Copy out every record below, requests included, and shift each coordinate in the answers by adding 35 to it. Leave the pictures out.

***

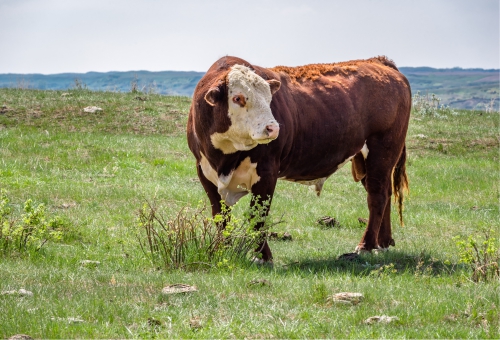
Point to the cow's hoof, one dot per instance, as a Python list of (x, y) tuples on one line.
[(387, 244), (348, 257), (380, 250), (261, 262), (362, 250)]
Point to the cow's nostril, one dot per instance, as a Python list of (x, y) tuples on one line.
[(272, 131)]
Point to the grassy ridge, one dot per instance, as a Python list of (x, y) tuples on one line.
[(458, 88), (96, 169)]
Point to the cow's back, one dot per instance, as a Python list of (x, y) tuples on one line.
[(330, 110)]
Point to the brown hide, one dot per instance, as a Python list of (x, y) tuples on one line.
[(326, 113)]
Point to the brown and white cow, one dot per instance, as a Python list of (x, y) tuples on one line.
[(250, 126)]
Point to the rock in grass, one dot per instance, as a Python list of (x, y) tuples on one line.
[(178, 288), (260, 282), (92, 109), (20, 292), (347, 298), (381, 319), (328, 222), (90, 263), (20, 337), (286, 236), (195, 323), (68, 320)]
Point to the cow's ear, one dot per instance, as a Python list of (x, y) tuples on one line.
[(214, 94), (274, 85)]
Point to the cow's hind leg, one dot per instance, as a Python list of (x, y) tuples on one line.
[(377, 182)]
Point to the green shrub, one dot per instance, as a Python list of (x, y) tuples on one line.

***

#### [TASK RESPONSE]
Point to the cow's hoof, one dot per instance, as a Python list of (x, y) tuples on one line.
[(422, 279), (383, 292), (415, 285), (296, 297), (397, 285)]
Point to the cow's nostril, one dot per instance, as a Python list of (x, y) tuples on one line.
[(307, 166)]
Point to the grassy ridge, one dot per instance, as a Python list of (x, y) tuples on one line.
[(493, 123), (131, 204)]
Point to the cow's back, one dot per instance, as a Python list of (x, y) tuples on one line.
[(365, 145)]
Point to the brown hide, one dot per instance, as a Python list of (x, y) tuples on one line.
[(361, 148)]
Point to the brown and white cow, one dot per instance, as a Python list of (x, y) tuples on one line.
[(285, 161)]
Point to the rock in grass, one dot per instance, as a Python list of (x, y) tuples on one line.
[(213, 323), (295, 317), (127, 144), (55, 327), (382, 333), (416, 354), (363, 257), (125, 298), (55, 372), (321, 271), (230, 358), (103, 355)]
Point to the cow's ear, one dot per instance, as a Python list of (x, y) tuples on one line.
[(249, 129), (309, 120)]
Point to the cow's hind leg, one dot per instance, as a Python list of (x, y) tuples on one line.
[(412, 217)]
Point to the green shrub, one dot per instance, as a Python list of (x, y) tuples on one line.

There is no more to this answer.